_What you will do_.
Could you restate word for word every line of the records below, from the first one to the one holding "The service MUST return one point per instance of the festival"?

-.-.-

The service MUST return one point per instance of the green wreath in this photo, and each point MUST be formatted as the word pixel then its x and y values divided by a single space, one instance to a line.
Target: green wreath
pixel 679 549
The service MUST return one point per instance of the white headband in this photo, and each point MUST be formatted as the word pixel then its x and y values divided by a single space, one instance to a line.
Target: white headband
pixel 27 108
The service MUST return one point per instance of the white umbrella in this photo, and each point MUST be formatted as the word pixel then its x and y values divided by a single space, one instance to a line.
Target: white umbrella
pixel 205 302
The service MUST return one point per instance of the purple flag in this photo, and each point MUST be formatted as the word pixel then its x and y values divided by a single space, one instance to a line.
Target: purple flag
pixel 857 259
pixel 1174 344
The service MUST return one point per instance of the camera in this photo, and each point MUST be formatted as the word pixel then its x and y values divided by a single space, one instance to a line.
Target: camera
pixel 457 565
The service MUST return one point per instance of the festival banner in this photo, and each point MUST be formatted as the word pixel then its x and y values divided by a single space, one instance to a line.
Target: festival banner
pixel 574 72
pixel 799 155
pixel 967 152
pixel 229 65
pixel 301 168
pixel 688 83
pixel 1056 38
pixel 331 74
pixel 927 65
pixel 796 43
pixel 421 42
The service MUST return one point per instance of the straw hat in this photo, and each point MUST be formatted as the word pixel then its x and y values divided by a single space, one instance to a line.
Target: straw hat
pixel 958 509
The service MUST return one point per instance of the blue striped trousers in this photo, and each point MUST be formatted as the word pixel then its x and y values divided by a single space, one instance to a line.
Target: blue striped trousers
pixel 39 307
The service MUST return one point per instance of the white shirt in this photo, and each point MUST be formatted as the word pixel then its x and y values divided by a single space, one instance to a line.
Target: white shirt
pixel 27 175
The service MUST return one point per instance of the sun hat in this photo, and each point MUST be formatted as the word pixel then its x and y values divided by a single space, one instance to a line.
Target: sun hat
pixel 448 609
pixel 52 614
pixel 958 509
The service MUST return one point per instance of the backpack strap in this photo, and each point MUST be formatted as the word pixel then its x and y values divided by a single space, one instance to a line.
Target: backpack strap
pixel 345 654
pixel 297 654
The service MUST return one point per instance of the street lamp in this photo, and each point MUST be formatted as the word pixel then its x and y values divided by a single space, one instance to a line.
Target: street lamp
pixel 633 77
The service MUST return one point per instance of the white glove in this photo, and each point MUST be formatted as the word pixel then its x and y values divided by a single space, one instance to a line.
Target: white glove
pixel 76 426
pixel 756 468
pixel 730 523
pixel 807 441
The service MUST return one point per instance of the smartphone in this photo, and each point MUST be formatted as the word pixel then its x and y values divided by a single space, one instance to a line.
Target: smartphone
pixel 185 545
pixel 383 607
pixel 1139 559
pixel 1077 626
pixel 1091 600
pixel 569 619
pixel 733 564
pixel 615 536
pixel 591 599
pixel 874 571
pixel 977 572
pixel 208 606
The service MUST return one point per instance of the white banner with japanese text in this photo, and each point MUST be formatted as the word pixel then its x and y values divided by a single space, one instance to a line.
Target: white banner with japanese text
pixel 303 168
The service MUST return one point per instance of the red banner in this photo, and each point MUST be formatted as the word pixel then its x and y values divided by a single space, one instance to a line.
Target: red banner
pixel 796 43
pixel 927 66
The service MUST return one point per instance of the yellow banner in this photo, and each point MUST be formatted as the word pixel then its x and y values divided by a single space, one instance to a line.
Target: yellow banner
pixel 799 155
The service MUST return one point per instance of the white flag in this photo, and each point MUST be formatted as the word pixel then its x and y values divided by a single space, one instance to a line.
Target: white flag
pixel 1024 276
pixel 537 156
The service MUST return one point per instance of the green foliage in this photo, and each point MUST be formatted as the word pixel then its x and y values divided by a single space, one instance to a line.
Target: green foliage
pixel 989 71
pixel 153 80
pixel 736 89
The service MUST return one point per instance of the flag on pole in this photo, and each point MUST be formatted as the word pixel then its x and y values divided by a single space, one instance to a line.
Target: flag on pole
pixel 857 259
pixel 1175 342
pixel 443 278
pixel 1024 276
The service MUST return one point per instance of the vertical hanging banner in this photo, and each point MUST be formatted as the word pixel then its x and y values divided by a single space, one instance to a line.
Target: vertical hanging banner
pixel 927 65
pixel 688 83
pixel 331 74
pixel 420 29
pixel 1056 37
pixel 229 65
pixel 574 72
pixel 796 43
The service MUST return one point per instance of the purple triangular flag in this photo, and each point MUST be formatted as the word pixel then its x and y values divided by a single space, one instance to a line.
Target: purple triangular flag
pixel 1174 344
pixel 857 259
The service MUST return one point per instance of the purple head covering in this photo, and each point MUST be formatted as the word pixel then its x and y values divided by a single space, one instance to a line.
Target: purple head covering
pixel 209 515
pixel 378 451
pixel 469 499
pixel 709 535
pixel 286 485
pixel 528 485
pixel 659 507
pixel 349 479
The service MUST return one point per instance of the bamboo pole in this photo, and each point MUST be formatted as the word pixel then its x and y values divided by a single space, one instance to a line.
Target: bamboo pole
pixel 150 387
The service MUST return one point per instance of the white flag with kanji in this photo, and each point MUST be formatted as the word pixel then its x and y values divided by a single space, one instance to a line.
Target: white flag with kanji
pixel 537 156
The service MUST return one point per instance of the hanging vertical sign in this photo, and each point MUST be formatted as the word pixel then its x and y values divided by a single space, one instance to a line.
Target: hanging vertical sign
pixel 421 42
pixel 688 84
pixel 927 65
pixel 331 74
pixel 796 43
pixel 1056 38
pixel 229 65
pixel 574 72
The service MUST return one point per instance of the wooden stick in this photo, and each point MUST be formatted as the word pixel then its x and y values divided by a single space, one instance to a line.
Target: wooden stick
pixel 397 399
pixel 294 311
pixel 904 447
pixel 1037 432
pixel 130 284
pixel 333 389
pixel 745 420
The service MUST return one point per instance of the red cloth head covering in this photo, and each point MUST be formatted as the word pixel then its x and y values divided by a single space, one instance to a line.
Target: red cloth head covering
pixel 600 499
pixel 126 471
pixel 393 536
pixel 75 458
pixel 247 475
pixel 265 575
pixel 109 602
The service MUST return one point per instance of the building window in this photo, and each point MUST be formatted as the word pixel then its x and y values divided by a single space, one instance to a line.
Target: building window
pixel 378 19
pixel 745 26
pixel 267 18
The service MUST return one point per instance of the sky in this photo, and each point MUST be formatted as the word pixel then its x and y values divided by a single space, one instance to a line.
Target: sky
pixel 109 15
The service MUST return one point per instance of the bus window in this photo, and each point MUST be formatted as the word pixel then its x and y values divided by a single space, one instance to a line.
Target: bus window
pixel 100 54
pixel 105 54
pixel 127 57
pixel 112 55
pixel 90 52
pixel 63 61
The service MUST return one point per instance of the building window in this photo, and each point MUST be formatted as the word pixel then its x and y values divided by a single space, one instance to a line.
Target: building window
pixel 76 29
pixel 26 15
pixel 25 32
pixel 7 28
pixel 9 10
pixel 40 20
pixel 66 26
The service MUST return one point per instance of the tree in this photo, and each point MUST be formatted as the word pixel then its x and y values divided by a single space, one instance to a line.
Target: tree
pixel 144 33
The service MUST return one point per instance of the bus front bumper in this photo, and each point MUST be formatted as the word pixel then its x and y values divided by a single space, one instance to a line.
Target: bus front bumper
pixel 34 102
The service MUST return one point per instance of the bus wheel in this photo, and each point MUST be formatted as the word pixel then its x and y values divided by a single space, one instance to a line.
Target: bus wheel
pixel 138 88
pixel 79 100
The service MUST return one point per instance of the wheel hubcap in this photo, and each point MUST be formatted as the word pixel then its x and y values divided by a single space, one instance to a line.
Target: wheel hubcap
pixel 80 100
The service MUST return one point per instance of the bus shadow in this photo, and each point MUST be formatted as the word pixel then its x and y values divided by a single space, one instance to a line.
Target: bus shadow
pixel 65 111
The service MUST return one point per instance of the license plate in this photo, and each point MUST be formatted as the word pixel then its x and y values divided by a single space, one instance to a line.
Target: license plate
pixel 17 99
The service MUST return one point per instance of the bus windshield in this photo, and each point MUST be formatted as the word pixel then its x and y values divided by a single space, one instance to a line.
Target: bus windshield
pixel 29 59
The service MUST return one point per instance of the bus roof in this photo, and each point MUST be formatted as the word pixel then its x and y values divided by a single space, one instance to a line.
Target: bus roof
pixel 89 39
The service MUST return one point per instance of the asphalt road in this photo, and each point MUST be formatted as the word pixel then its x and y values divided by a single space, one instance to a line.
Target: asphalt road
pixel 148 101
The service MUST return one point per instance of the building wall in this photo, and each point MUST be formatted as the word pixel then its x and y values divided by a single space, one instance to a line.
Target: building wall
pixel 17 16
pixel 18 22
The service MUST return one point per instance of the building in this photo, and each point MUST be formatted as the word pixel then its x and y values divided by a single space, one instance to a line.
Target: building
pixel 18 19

-.-.-

_Response area_.
The service MUST return one point per instance of the green wreath in this photo, and each point MUST be formatted as the word pixel then its x and y values divided by a single space, one instance to a line.
Target: green wreath
pixel 679 549
The service MUST return one point per instance of the white headband in this photo, and each point MUST be formatted as the word pixel then its x and y values divided by a single space, one instance to a line.
Target: white headband
pixel 27 108
The service MUST return one point per instance of the white umbrella in this photo, and each point MUST be formatted as the word pixel then its x and y values divided by a single space, one instance to a line.
Target: white umbrella
pixel 205 302
The service MUST return one point per instance of the purple flag in this photo, and each point MUST be formatted as the word pixel then its x and y values divided by a single space, one instance to a line.
Target: purple flag
pixel 857 259
pixel 1174 344
The service MUST return one point per instance of the camera in this photo, and each point MUST be formatted as the word pixel then its x and y values divided by a single space, one instance to a line.
Target: camera
pixel 457 565
The service MUST return one point per instance of the festival banner in this photo, and each point MUST be formatted as the word pixel then its x and y values divided by a single space, one instance to a line.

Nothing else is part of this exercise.